- Brano di partenza:
_ _ _ _ _ _ _

L’io dell’invidioso non accetta, ritenendolo ingiusto, il bene degli altri e i loro meriti, perciò li definisce negativamente come il risultato di pratiche o avvenimenti non ammissibili o scorretti. Egli vive nel costante sospetto, attribuisce disvalore al valore degli altri, trama e spera che il merito degli altri, il loro bene e i loro successi prima o poi vengano smascherati o distrutti.
L’invidia ha l’andamento di un atteggiamento ossessivo, un rodersi dentro. Avvelena ogni relazione ed inocula continuamente il dubbio sospettoso. Il termine viene dal latino in-vĭdēre, un veder-contro, un mal vedere, un guardare con occhio cattivo. L’invidia è caina.
L’invidia non va confusa con la gelosia. L’invidioso lo è per un bene che è degli altri. Il geloso lo è per un bene che è suo o lo ritiene tale. La gelosia nei testi sacri viene attribuita a Dio, perché è l’atteggiamento di chi vuole difendere un bene che gli appartiene e su cui ritiene di aver un diritto, dai tentativi di un terzo di appropriarsene. L’invidia viene invece attribuita al diavolo, il vero antagonista di Dio, il quale è invece geloso.

_ _ _ _ _ _ _

- Dati riportati:
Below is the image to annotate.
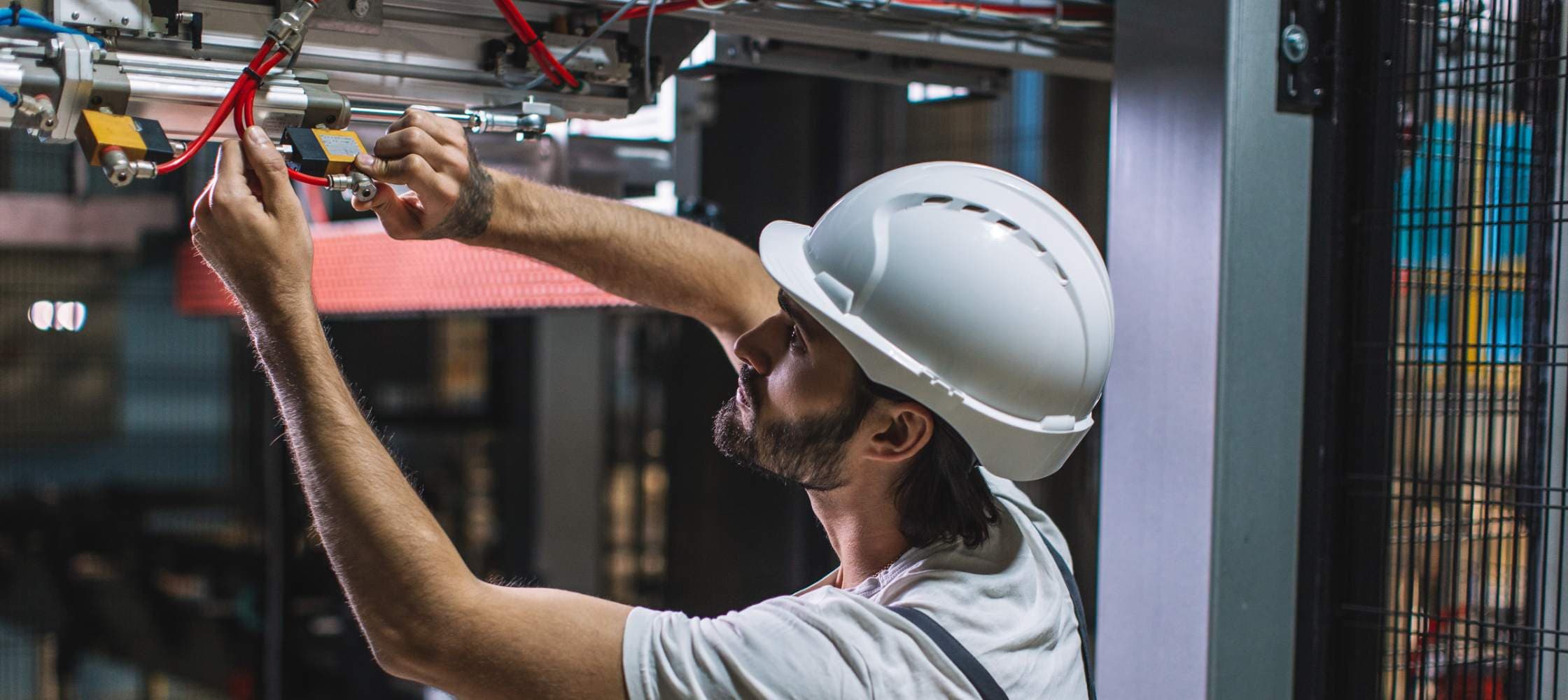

_ _ _ _ _ _ _

- Esercizi proposti:
(A) Nel brano sull'invidia, da quale espressione latina viene il termine?
(B) Continua il brano sull'invidia a partire dalla sua ultima frase.
Le righe non hanno alcun legame con il brano.

- Soluzioni:
(A) Dal latino in-vĭdēre, un veder-contro.

(B)
L’invidioso non ama il prossimo perché si rattrista nel vederlo felice. Il geloso, amando qualcuno, o ritenendo di aver il diritto d’amarlo si rattrista per non averlo e teme che altri possano sottrarglielo.
L’invidia è un sentimento complesso che annida varie emozioni negative. A differenza della gelosia che accoglie anche il sentimento positivo dell’appartenenza, l’invidia include solo emozioni negative, come la paura e la rabbia per la fortuna ed il bene degli altri, sotto forma di rancore ed astio. La radice dell’invidia è l’amor proprio, l’amore egoista, l’io centrato su se stesso, un io che non tollera che gli altri riescano, che vorrebbe essere il solo a eccellere e a suscitare l’ammirazione, per cui si rode per le virtù e la riuscita degli altri.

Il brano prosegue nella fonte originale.